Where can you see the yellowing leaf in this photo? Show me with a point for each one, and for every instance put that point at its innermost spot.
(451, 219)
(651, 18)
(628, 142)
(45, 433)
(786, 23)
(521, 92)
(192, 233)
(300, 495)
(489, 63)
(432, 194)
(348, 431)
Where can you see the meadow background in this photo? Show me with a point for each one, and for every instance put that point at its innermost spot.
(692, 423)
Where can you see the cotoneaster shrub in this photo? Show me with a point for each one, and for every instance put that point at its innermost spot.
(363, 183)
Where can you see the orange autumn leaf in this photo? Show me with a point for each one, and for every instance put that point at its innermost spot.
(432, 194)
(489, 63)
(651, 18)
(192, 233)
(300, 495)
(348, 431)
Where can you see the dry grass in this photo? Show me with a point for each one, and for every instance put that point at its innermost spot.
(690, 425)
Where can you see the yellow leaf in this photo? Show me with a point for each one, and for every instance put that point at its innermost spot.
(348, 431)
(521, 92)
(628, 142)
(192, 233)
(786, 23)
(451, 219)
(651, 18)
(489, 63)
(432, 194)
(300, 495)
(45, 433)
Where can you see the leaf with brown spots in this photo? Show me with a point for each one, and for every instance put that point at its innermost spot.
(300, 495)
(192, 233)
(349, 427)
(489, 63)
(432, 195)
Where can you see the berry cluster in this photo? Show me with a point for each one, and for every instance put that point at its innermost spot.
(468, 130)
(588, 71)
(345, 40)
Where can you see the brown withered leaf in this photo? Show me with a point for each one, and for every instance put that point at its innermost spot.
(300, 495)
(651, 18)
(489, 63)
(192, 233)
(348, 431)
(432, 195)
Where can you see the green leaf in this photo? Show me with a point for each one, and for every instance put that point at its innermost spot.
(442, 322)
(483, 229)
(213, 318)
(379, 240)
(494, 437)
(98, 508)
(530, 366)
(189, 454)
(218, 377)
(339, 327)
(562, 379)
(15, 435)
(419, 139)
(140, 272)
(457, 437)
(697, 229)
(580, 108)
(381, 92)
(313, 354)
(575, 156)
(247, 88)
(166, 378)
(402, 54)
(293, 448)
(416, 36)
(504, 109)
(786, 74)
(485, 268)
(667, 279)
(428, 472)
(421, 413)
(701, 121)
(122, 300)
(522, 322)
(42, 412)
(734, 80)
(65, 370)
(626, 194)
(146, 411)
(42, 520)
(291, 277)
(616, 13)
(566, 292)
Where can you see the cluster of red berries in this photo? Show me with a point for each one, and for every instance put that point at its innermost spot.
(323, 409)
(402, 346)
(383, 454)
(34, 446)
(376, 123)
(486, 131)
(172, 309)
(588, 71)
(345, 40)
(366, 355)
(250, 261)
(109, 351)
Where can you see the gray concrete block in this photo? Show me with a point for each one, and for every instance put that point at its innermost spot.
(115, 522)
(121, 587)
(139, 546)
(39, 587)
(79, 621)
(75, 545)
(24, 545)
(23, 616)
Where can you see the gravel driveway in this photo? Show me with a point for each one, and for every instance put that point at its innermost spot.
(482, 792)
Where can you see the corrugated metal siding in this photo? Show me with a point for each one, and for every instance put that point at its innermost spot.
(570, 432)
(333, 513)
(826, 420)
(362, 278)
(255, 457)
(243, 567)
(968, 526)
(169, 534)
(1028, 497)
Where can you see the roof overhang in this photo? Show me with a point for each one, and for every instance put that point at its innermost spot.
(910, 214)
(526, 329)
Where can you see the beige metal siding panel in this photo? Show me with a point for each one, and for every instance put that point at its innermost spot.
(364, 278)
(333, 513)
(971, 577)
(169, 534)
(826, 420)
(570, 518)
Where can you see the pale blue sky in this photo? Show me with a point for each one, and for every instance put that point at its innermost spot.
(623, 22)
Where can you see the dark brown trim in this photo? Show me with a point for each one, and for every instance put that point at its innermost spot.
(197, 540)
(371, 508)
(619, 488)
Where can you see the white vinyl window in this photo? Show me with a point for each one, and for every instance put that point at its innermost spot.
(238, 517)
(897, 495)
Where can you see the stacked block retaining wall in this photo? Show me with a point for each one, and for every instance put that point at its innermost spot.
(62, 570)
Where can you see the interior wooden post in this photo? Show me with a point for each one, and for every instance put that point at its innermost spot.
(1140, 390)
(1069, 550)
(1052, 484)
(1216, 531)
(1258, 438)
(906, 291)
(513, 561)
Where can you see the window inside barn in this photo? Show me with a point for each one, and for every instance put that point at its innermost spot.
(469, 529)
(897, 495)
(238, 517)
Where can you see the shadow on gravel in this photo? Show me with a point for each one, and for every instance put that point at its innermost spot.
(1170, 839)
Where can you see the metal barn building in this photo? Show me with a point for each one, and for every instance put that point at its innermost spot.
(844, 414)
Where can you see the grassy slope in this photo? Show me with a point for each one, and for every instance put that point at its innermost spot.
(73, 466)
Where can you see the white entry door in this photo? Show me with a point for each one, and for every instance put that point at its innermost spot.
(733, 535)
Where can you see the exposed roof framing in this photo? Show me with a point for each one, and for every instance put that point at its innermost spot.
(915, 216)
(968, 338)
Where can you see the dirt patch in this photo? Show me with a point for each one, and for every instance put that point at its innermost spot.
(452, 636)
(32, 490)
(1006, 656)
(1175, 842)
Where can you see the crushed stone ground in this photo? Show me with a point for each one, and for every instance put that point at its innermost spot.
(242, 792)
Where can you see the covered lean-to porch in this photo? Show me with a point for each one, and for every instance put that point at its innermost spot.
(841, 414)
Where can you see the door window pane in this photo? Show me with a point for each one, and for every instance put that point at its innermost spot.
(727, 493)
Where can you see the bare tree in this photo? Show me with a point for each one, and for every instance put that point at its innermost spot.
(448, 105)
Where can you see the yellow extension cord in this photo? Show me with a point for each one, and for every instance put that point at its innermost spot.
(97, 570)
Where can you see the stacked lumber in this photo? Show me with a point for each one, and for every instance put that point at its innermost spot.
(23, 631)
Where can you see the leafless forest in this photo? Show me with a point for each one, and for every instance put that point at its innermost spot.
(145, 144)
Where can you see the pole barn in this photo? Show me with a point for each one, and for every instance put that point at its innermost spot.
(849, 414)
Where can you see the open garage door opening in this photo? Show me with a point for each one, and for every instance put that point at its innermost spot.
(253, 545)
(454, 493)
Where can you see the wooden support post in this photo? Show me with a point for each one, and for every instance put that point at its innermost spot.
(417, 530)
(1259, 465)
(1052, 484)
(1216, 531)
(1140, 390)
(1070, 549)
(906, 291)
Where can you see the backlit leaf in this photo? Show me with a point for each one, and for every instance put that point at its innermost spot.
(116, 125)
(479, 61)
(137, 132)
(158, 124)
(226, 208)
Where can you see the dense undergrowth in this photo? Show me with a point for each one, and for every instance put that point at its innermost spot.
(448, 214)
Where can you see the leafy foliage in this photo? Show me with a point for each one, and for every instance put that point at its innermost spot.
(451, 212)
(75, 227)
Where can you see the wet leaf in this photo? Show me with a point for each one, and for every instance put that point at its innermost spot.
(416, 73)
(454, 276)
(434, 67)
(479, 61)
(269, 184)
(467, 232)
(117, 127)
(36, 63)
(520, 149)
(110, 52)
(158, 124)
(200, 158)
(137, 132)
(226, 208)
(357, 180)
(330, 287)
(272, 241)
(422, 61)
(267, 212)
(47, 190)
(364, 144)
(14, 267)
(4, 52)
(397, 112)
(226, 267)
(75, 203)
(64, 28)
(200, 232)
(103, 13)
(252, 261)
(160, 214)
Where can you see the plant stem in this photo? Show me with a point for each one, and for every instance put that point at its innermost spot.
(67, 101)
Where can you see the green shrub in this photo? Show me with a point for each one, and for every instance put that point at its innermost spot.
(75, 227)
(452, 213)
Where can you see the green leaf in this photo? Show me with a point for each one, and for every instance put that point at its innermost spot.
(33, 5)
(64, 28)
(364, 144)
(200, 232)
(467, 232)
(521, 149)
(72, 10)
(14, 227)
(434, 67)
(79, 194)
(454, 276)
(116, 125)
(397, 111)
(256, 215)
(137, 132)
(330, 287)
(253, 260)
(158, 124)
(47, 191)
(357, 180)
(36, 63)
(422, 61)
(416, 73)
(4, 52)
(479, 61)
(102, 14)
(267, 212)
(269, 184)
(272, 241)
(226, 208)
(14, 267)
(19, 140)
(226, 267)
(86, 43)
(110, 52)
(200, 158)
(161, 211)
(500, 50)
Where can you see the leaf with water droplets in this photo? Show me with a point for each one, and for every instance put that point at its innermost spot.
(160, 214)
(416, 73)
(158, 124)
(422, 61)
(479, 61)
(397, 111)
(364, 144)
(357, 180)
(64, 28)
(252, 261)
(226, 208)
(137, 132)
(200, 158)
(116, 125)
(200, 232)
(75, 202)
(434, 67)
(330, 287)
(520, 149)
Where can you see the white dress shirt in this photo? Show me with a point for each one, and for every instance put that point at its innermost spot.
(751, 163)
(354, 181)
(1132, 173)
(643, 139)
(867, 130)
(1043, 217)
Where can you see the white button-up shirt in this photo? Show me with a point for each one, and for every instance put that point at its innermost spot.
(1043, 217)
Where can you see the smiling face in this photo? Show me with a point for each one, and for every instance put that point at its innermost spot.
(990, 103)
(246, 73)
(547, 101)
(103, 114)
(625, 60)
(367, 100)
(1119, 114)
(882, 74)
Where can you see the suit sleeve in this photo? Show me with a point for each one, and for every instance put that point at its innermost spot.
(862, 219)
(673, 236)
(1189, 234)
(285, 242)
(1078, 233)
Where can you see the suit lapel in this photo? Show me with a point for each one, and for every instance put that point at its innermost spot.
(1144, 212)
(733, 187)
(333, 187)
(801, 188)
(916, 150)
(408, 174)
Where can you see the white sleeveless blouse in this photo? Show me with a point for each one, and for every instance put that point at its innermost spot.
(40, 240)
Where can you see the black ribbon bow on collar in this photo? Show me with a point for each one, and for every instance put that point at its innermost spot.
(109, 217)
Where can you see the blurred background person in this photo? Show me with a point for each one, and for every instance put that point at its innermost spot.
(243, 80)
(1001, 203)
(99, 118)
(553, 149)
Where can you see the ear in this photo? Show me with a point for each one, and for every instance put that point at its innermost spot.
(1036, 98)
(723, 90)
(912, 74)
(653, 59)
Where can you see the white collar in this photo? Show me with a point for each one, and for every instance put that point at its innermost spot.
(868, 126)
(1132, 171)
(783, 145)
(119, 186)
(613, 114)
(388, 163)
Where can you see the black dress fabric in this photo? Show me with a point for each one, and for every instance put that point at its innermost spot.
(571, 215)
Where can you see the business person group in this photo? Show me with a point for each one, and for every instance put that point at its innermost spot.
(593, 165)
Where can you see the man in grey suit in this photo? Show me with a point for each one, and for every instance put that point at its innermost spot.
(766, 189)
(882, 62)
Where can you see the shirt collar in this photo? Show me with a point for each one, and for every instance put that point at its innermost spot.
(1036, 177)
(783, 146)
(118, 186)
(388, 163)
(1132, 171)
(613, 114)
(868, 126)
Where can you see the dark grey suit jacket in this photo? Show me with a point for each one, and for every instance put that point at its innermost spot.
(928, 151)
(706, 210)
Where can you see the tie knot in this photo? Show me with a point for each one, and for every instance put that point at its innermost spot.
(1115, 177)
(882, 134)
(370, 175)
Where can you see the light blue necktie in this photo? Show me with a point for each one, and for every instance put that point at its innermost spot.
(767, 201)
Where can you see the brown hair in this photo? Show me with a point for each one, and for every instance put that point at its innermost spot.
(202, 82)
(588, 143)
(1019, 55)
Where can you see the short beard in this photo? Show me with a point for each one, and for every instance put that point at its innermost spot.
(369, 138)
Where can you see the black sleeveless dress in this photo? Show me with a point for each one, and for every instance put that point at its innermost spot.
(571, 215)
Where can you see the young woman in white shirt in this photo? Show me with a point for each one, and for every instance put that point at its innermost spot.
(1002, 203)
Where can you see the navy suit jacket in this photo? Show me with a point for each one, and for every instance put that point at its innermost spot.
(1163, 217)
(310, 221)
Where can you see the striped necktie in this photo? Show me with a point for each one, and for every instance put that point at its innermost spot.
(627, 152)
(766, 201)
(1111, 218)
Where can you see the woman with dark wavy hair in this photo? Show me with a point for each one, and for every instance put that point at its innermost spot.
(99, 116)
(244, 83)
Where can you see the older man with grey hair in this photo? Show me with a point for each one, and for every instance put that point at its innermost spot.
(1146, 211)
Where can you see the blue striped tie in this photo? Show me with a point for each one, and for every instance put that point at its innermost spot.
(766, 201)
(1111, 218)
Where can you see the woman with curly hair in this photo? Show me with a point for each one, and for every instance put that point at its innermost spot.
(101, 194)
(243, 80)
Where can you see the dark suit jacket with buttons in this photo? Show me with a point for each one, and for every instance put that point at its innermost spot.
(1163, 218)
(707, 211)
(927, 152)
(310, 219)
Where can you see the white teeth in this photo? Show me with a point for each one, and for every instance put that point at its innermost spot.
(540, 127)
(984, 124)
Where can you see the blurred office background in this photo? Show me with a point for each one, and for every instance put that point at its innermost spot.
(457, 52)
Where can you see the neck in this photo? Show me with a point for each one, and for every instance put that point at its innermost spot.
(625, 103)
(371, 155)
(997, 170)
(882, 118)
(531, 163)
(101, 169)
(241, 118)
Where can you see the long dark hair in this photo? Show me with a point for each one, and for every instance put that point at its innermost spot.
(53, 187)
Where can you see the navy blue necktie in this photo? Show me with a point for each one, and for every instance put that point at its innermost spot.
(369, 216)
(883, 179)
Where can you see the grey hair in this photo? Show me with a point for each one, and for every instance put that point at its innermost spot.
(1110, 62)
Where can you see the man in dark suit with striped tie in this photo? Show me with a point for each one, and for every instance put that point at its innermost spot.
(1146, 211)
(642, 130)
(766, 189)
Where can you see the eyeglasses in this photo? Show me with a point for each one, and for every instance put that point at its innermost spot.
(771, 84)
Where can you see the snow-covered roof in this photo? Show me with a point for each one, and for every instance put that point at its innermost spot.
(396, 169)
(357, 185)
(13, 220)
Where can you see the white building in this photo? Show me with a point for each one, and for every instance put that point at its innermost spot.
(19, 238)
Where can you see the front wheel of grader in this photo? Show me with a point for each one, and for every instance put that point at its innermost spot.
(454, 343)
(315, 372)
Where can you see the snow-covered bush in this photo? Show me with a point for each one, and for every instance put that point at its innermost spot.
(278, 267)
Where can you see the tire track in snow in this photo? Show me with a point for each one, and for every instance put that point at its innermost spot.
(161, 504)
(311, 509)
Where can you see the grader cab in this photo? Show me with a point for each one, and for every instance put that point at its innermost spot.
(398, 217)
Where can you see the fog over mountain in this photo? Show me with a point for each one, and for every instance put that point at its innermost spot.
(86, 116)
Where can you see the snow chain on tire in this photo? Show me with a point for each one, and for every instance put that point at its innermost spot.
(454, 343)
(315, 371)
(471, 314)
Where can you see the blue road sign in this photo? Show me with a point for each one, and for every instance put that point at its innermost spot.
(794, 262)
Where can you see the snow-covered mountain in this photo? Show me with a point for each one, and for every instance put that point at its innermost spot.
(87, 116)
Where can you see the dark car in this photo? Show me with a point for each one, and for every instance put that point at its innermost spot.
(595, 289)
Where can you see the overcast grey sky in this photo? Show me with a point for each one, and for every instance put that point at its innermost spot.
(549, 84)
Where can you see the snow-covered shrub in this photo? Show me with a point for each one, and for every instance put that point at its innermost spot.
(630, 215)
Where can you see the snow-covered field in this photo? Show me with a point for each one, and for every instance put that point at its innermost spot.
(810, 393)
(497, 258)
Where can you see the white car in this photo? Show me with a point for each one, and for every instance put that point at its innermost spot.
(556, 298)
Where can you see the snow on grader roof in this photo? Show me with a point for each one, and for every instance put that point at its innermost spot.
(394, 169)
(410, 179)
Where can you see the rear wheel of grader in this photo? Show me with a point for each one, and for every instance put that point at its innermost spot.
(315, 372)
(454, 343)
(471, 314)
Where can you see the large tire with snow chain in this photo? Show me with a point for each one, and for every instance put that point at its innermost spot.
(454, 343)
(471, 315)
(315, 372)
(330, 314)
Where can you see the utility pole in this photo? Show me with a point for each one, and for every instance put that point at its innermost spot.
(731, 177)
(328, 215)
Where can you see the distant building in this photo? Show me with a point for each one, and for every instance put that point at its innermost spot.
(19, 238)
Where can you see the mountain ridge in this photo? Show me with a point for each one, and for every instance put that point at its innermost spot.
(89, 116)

# # #

> [Exercise prompt]: Arrange the lines above as a numbered list, starting at the line that contains "Where can you see the distant" and ending with the last line of the rows, and omit any blank lines.

> [Result below]:
1. Where can you see the distant building in this photo? Show me with a point for each one, and for every instance put that point at its innermost spot.
2. (19, 238)
3. Where can you see the mountain ridge in this photo? Show me with a point for each one, and for every instance put that point at its innermost spot.
4. (89, 116)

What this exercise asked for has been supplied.